## [Aim of the exercise]
Repeat the records. Each line must match exactly.

------------------------------------------------

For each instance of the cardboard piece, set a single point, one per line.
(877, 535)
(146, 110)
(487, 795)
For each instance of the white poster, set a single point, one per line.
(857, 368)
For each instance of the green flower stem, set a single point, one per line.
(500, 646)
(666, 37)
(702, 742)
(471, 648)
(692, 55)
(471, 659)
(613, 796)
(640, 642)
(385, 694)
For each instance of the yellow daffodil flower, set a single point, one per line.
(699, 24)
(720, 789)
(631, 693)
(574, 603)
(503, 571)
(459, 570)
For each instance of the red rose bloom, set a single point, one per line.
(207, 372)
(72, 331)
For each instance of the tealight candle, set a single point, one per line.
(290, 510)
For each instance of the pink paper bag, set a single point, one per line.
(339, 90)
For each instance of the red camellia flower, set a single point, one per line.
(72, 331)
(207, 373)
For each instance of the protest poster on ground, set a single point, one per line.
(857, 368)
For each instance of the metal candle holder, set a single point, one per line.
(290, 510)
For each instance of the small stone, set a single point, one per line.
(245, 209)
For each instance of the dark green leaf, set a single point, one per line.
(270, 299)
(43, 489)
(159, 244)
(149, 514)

------------------------------------------------

## [Output for this exercise]
For each instance of the cardboard piece, set a single point, one per line.
(877, 535)
(146, 110)
(487, 795)
For each instance of the white poster, set a single point, one per line.
(857, 368)
For each instance of the green flower stem, set a single point, one per line.
(500, 646)
(666, 37)
(702, 742)
(471, 648)
(692, 55)
(471, 659)
(613, 796)
(640, 642)
(385, 694)
For each instance of the yellow daffodil flower, set a single point, one per line.
(699, 24)
(720, 789)
(631, 693)
(574, 603)
(503, 571)
(459, 570)
For each instance of the red rose bloom, set a single point, one per line.
(207, 372)
(72, 331)
For each instance of the tealight candle, set a single point, one per line.
(290, 510)
For each instance of the pink paper bag, set a single point, one per line.
(339, 90)
For each instance of the red camellia flower, set a single point, one per line.
(72, 331)
(207, 373)
For each instance of the protest poster on ground, set a single point, one per line.
(857, 368)
For each instance of the metal candle holder, set a single point, one per line.
(290, 510)
For each instance of the small stone, set a single point, one per line.
(245, 209)
For each instance of the dark green leaf, set a single point, one per line.
(270, 299)
(43, 489)
(159, 244)
(149, 514)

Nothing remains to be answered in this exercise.